| ACTION ITEM |
Find "Query: green foliage" in the data, then restate the line it sits in and every later line word for word, ending with the last line.

| Point-per-instance localization data |
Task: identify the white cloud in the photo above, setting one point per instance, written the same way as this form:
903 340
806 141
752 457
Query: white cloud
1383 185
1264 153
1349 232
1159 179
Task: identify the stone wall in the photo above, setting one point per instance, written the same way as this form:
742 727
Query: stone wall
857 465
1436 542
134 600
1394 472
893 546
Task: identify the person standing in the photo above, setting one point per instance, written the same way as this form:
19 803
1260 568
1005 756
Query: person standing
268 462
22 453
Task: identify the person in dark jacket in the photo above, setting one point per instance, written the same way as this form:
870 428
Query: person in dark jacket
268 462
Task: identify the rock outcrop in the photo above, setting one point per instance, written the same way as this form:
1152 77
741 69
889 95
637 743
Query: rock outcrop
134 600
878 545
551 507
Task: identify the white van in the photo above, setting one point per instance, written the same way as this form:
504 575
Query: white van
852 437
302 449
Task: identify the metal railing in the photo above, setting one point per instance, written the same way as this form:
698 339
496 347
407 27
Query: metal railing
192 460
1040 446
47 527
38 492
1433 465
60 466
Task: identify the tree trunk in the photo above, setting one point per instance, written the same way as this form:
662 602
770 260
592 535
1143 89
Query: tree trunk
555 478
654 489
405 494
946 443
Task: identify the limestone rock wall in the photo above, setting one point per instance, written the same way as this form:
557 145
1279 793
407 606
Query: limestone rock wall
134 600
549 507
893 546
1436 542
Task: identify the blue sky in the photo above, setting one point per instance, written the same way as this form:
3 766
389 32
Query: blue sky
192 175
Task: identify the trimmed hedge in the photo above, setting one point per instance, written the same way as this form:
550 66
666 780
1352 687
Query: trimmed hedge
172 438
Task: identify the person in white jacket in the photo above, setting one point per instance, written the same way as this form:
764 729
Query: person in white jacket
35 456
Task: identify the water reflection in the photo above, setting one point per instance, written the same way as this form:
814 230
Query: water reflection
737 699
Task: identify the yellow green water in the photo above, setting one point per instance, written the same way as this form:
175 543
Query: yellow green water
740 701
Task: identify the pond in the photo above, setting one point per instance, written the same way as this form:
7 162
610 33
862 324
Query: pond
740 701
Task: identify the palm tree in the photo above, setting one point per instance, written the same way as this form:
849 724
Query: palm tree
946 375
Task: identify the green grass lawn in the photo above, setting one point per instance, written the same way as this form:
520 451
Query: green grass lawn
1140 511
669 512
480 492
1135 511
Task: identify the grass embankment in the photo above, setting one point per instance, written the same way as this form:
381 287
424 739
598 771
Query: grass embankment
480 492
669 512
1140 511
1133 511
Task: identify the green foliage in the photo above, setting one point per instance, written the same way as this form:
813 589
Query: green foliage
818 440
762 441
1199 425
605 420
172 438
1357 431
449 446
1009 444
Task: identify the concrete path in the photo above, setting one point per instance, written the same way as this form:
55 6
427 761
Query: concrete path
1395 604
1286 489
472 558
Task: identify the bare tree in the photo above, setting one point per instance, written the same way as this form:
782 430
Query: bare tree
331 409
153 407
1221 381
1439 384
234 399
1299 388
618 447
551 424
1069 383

| SOLUTION BELOW |
Query: green foliage
818 440
762 441
1199 425
605 420
172 438
1357 431
449 446
1009 444
Task: identify the concrete path in the photo above, setting one point per instance, written the same way as this form:
55 6
427 761
Query: concrete path
1395 604
1286 489
472 558
Task: identify the bare tree in the photo above, setting one point per instance, written the same way as this form:
782 430
Query: bare tree
331 409
153 407
1221 381
1439 384
234 399
1299 388
618 447
551 424
1069 383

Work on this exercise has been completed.